::: DATA RECORDS :::

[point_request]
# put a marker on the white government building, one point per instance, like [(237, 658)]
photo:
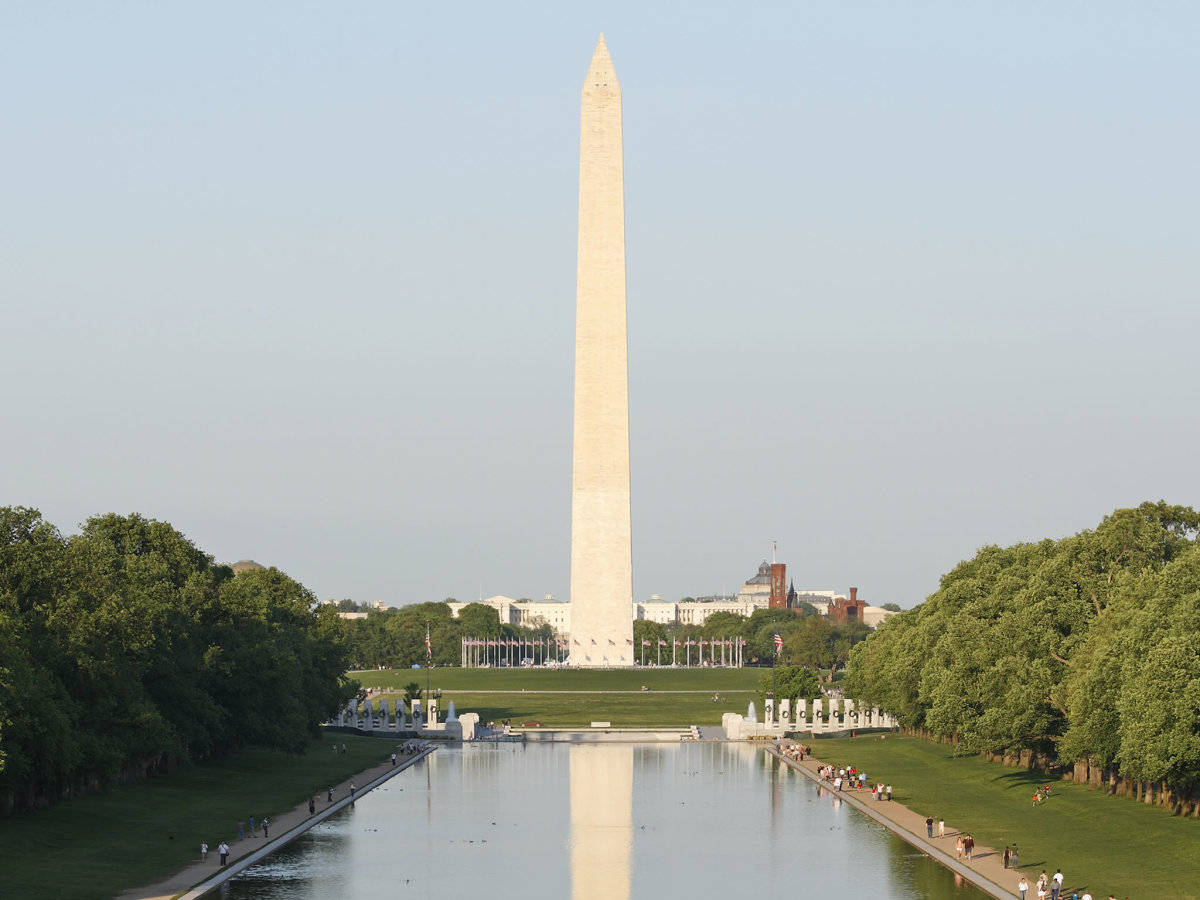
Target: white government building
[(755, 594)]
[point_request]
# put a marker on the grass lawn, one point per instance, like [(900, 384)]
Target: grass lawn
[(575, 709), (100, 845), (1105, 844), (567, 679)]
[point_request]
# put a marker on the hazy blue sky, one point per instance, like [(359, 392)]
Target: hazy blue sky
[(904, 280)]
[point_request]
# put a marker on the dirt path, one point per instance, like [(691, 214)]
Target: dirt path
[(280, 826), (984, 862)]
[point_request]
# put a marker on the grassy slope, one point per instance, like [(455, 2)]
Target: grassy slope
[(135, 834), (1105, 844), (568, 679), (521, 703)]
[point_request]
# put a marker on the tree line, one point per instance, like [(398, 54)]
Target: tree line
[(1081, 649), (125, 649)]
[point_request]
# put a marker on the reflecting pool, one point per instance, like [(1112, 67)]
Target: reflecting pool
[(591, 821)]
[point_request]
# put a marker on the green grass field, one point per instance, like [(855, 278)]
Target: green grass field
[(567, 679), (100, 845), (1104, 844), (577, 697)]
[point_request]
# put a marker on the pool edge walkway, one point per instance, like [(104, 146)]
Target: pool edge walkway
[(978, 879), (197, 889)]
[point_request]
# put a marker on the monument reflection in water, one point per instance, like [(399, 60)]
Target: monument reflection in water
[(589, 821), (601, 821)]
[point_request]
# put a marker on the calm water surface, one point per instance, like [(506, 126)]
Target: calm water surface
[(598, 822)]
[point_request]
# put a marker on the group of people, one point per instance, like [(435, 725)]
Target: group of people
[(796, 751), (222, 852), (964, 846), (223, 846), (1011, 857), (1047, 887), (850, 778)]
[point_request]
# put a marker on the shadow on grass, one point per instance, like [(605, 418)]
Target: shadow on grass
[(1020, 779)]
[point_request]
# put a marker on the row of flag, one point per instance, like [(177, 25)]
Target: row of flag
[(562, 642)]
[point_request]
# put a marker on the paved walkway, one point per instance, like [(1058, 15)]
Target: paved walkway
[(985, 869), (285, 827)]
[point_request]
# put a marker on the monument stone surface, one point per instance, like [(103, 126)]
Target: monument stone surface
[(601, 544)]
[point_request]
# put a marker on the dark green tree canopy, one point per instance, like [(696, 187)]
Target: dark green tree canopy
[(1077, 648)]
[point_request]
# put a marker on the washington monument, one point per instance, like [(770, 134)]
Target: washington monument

:::

### EXERCISE GOAL:
Reproduce the data in full. Do not carry over any picture.

### RESPONSE TO THIS EXERCISE:
[point_request]
# put a marker on the white government building, one point per instance, like [(237, 658)]
photo:
Target: white government building
[(755, 594)]
[point_request]
# put a marker on the grass lawn, one point per instance, like [(900, 384)]
Target: grass lawn
[(575, 709), (100, 845), (1105, 844), (567, 679)]
[point_request]
# put a marker on the hazy blue sky, one point per instance, like [(359, 392)]
Target: hazy blue sky
[(904, 280)]
[point_request]
# put a marker on the dirt path, one point per instance, like [(691, 214)]
Target: dirt path
[(280, 826), (984, 862)]
[point_request]
# put a marker on the grassy slope, one point per instance, like [(455, 2)]
Target: grassy slope
[(135, 834), (1105, 844), (568, 679), (521, 703)]
[point_request]
# put a marker on the tree line, one point per instance, like [(398, 54)]
Target: tree line
[(1081, 649), (125, 649)]
[point_request]
# put a marker on the reflecting pool, one point per instance, like [(1112, 67)]
Target: reflecting pool
[(591, 821)]
[point_request]
# put a marker on the green grass field, one point per instance, like [(855, 278)]
Target: green grass field
[(567, 679), (100, 845), (1104, 844), (577, 697)]
[point_request]
# put a marker on the pool edge walkway, one point per instance, like [(104, 146)]
Target: pool edge walkway
[(978, 879), (197, 889)]
[point_request]
# put a marker on the monument reflection in water, one point per instance, like [(399, 60)]
Target: monument reflection in water
[(589, 821), (601, 821)]
[point_request]
# put a marker on the calm water surface, one point per instance, like [(506, 126)]
Target: calm water surface
[(598, 822)]
[point_request]
# put a marker on the group of people, one point per instance, like [(435, 725)]
Target: group of people
[(796, 751), (222, 852), (964, 846), (223, 846), (1011, 857), (1047, 887), (850, 778)]
[point_request]
# put a marker on the shadow on grass, one point per instance, like [(605, 418)]
Target: shadow on grass
[(1020, 779)]
[point_request]
# put a marker on the row of flag, one point per instance, like [(177, 25)]
Target: row of flag
[(562, 642)]
[point_request]
# put a marker on the paved walkway, one point per instance, like [(1058, 15)]
Target: paved walkway
[(985, 869), (285, 827)]
[point_request]
# put a marker on the monument stone surface, one point per instance, like [(103, 126)]
Target: monument stone surface
[(601, 544)]
[point_request]
# put a marker on the dark green tree canopy, one point per instance, like [(696, 187)]
Target: dark green tree canopy
[(1077, 648)]
[point_request]
# put a marker on the washington monument, one point per instance, like [(770, 134)]
Target: washington monument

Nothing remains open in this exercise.